_元の文章_
こんにちは。この記事では、「辛さでつながる人々」というユニークな視点から、知識グラフ、オントロジー、そしてNeo4jについて探っていきます。カレー好きの方も、データ分析に興味がある方も、一緒に「辛さ」を通じてデータの新しい世界を覗いてみませんか?

1. 知識グラフって何だろう?

まずは、知識グラフについて考えてみましょう。私が理解した限りでは、知識グラフは情報をつながりで表現する方法のようです。

例えば、こんな風に考えてみました:

  • 田中さんは辛さ耐性5
  • バターチキンカレーの辛さは3
  • 田中さんはバターチキンカレーが好き

これらの情報を線でつないでみると、何か面白いことが見えてくるかもしれません。

image.png

このように、人やモノ、概念をつなげて表現するのが知識グラフの特徴のようです。複雑な関係性も直感的に表現できそうですね。

2. オントロジーを考えてみる

次に、オントロジーについて考えてみましょう。正直、最初は難しく感じましたが、「世界の捉え方を整理する」ことだと理解しました。

_表示データ_

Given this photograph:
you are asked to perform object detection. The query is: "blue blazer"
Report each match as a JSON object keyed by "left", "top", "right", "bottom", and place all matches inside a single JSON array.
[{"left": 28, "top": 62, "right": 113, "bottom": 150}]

_問題 A_
知識グラフの記事から、「これらの情報を線でつないでみると、何か面白いことが見えてくるかもしれません。」を含むところから書き写しはじめ、「する」ことだと理解しました。」まで来たら止めて、そのまま抜き出してください。
_問題 B_
知識グラフの記事で、知識グラフの例として箇条書きにされている情報をすべて挙げてください。
_問題 C_
知識グラフとオントロジーについての記事を、最後の文のあとから続けて書いてください。

_解答 A_
これらの情報を線でつないでみると、何か面白いことが見えてくるかもしれません。

image.png

このように、人やモノ、概念をつなげて表現するのが知識グラフの特徴のようです。複雑な関係性も直感的に表現できそうですね。

2. オントロジーを考えてみる

次に、オントロジーについて考えてみましょう。正直、最初は難しく感じましたが、「世界の捉え方を整理する」ことだと理解しました。

_解答 B_
・田中さんは辛さ耐性5
・バターチキンカレーの辛さは3
・田中さんはバターチキンカレーが好き

_解答 C_
カレーの世界を例に、オントロジーを考えてみます:

image.png

  • 概念(クラス):カレー、スパイス、人、辛さレベル
  • 関係性:含む、耐性がある、好む
  • 属性:カレーの辛さ度、人の辛さ耐性

このように整理すると、カレーと人の関係がより明確になった気がします。でも、これが正解というわけではなく、視点を変えれば別の整理の仕方もありそうです。

オントロジーの本質:カレーの世界を例に

オントロジーは、特定の領域(ドメイン)における概念と関係性を形式的に表現したものです。カレーの世界を例に、オントロジーの本質的な部分を探ってみましょう。

1. 共通理解の基盤

オントロジーは、特定のドメインにおける「共通理解」を形式化します。

例: カレーの世界では、以下のような概念と関係性について共通理解を持ちます。

  • カレー、スパイス、辛さ、料理人
  • カレーはスパイスを含む
  • 料理人はカレーを作る

2. 知識の明示的表現

暗黙的に理解されていることを、明示的かつ形式的に表現します。

例:

  • カレーは料理の一種である
  • カレーには必ず1つ以上のスパイスが含まれる
  • 辛さはレベル1-10で表現される

3. 推論の可能性

オントロジーで表現された知識を基に、新たな知識を導き出すことができます。

例:

  • もし「AさんはBカレーが好き」で「BカレーはCスパイスを使用」なら
  • 「AさんはCスパイスの味を好む可能性が高い」と推論できる

4. 知識の再利用と共有

一度作成したオントロジーは、他のシステムや用途でも再利用できます。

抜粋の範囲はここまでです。